TASK » For this exercise, repeat every line of the material exactly.

GIVEN ENTRIES »
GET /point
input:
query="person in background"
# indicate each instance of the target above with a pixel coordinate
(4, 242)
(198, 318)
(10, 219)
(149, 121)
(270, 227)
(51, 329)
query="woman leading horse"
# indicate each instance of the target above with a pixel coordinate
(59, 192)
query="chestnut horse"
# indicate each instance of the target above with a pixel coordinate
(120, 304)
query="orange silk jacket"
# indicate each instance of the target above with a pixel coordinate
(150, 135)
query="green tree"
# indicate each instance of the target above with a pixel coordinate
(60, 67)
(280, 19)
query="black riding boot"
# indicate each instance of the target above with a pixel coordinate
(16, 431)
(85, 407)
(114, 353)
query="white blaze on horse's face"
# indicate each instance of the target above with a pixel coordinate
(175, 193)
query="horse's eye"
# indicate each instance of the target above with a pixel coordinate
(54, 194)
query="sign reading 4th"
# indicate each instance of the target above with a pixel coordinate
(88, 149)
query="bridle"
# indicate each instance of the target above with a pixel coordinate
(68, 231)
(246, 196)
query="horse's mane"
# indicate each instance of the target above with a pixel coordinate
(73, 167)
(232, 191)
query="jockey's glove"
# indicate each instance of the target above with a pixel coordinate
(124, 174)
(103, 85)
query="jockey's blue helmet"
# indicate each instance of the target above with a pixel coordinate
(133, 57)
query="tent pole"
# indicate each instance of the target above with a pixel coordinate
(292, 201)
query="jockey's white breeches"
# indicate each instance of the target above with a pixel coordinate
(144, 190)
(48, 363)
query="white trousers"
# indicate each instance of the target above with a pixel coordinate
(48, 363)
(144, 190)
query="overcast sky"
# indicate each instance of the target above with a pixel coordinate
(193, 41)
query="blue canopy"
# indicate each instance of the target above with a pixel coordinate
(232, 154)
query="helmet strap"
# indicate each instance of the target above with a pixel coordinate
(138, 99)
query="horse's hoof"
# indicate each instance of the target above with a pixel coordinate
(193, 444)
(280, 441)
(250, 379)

YOUR SOLUTION »
GET /point
input:
query="person in background"
# indicate each instance of the target above with a pixel coordinate
(4, 242)
(198, 318)
(10, 219)
(149, 121)
(270, 227)
(51, 329)
query="woman leading horse"
# indicate each instance of the target above with a pixel coordinate
(59, 192)
query="chestnut horse"
# indicate each instance of the target above with a pixel coordinate
(120, 304)
query="orange silk jacket"
# indicate each instance of the target above with a pixel coordinate
(150, 135)
query="green tree"
# indicate each instance of the target above with a pixel coordinate
(60, 67)
(280, 19)
query="black riding boot"
# indicate each instance of the target above with a pixel coordinate
(16, 431)
(85, 407)
(114, 353)
query="white blaze on horse's face"
# indicate each instance of the target above with a pixel coordinate
(175, 193)
query="horse's eye"
# indicate each instance of the target above with a pixel coordinate
(54, 194)
query="sign reading 4th"
# indicate each instance of the target above with a pixel coordinate
(88, 149)
query="bridle"
# indicate each instance of the target above with a pixel coordinate
(68, 231)
(246, 196)
query="horse's mane"
# indicate each instance of the target above with a pixel coordinate
(73, 167)
(232, 191)
query="jockey's glove"
# indicate each instance of the target above with a pixel coordinate
(124, 174)
(103, 85)
query="jockey's blue helmet"
# indicate each instance of the target above with a pixel coordinate
(133, 57)
query="tent pole"
# indicate each instance of the target above with a pixel coordinate
(292, 201)
query="jockey's white breeches"
# indicate each instance of the target above with a pixel coordinate
(144, 190)
(48, 363)
query="white trousers"
# indicate each instance of the target above with a pixel coordinate
(48, 363)
(144, 190)
query="overcast sky"
# indicate each instance of the target above with a pixel coordinate
(193, 41)
query="blue canopy"
# indicate each instance of the target above with a pixel coordinate
(232, 154)
query="helmet strap"
# indicate each instance of the target above with a pixel coordinate
(138, 99)
query="horse's hoof"
# indicate each instance of the target above with a pixel coordinate
(193, 444)
(280, 441)
(250, 379)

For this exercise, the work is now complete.